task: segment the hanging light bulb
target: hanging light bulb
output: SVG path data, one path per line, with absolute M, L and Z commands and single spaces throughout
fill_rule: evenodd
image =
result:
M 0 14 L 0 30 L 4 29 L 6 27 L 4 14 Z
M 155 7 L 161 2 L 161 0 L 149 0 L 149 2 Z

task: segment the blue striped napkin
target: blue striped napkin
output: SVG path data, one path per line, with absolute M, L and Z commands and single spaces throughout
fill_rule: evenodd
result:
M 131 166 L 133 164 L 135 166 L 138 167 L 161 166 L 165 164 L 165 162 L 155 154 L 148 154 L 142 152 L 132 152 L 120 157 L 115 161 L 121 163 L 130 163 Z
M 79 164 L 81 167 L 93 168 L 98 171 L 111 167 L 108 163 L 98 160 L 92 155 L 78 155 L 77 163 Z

========================================

» What you have to do
Present every line of the entries above as a Markdown table with the columns Row and Line, numbering the rows in order and skipping blank lines.

» Finished answer
| Row | Line |
|---|---|
| 1 | task: segment the hanging light bulb |
| 2 | target: hanging light bulb |
| 3 | output: SVG path data, one path per line, with absolute M, L and Z commands and single spaces throughout |
| 4 | fill_rule: evenodd |
| 5 | image = |
| 6 | result: |
| 7 | M 0 14 L 0 30 L 4 29 L 6 27 L 4 14 Z |
| 8 | M 155 7 L 161 2 L 161 0 L 149 0 L 149 2 Z |
| 9 | task: segment the blue striped napkin |
| 10 | target: blue striped napkin |
| 11 | output: SVG path data, one path per line, with absolute M, L and Z commands and single spaces throughout |
| 12 | fill_rule: evenodd |
| 13 | result: |
| 14 | M 131 166 L 133 164 L 135 166 L 138 167 L 161 166 L 165 164 L 165 162 L 155 154 L 148 154 L 142 152 L 132 152 L 120 157 L 115 161 L 121 163 L 130 163 Z |
| 15 | M 79 164 L 81 167 L 93 168 L 98 171 L 111 167 L 108 163 L 98 160 L 92 155 L 78 155 L 77 163 Z |